>>>

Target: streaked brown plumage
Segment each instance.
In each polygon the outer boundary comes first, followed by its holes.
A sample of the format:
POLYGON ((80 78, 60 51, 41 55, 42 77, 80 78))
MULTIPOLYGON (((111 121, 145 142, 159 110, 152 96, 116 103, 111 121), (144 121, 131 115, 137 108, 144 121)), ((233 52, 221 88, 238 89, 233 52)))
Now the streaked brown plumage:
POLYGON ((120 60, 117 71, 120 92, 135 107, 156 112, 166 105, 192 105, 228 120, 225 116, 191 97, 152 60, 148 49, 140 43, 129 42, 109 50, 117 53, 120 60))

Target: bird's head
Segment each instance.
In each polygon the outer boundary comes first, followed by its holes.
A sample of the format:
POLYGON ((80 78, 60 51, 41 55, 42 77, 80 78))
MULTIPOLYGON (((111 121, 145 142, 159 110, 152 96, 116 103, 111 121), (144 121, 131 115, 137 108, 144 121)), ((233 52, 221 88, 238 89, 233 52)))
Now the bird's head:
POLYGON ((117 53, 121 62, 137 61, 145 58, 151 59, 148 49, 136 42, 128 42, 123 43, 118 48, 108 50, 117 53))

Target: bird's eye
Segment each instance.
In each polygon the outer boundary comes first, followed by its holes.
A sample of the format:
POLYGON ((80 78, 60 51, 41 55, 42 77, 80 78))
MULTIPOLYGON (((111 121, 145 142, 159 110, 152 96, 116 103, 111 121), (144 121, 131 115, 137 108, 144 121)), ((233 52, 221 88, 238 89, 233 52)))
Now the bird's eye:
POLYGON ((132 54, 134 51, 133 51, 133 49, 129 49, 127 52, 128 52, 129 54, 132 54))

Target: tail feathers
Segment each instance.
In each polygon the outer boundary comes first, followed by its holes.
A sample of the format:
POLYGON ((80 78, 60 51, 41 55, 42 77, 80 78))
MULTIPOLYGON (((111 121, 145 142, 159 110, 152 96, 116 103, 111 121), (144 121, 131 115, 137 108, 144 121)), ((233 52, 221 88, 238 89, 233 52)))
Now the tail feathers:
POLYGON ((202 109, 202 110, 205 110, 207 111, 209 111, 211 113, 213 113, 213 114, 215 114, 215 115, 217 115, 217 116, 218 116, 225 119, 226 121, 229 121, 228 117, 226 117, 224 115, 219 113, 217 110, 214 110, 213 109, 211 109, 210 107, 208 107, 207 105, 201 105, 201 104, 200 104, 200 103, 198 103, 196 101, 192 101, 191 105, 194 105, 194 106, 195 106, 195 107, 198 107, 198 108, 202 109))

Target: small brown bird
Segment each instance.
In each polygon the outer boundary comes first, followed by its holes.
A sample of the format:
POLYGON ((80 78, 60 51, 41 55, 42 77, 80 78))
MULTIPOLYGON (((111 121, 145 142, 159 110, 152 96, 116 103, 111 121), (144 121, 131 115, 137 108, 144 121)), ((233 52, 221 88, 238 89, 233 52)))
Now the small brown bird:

<<<

Starting at the line that contains "Target: tail feathers" and ending at the line that contains "Now the tail", arrange those lines, both ends included, as a JSON list of strings with one string per line and any blank lines left out.

[
  "Target: tail feathers",
  "Segment each instance.",
  "In each polygon the outer boundary comes first, followed by its holes.",
  "A sample of the format:",
  "POLYGON ((80 78, 60 51, 41 55, 42 77, 80 78))",
  "MULTIPOLYGON (((111 121, 145 142, 159 110, 152 96, 116 103, 111 121), (144 121, 131 115, 137 108, 144 121)), ((233 52, 221 88, 238 89, 233 52)))",
  "Now the tail feathers:"
]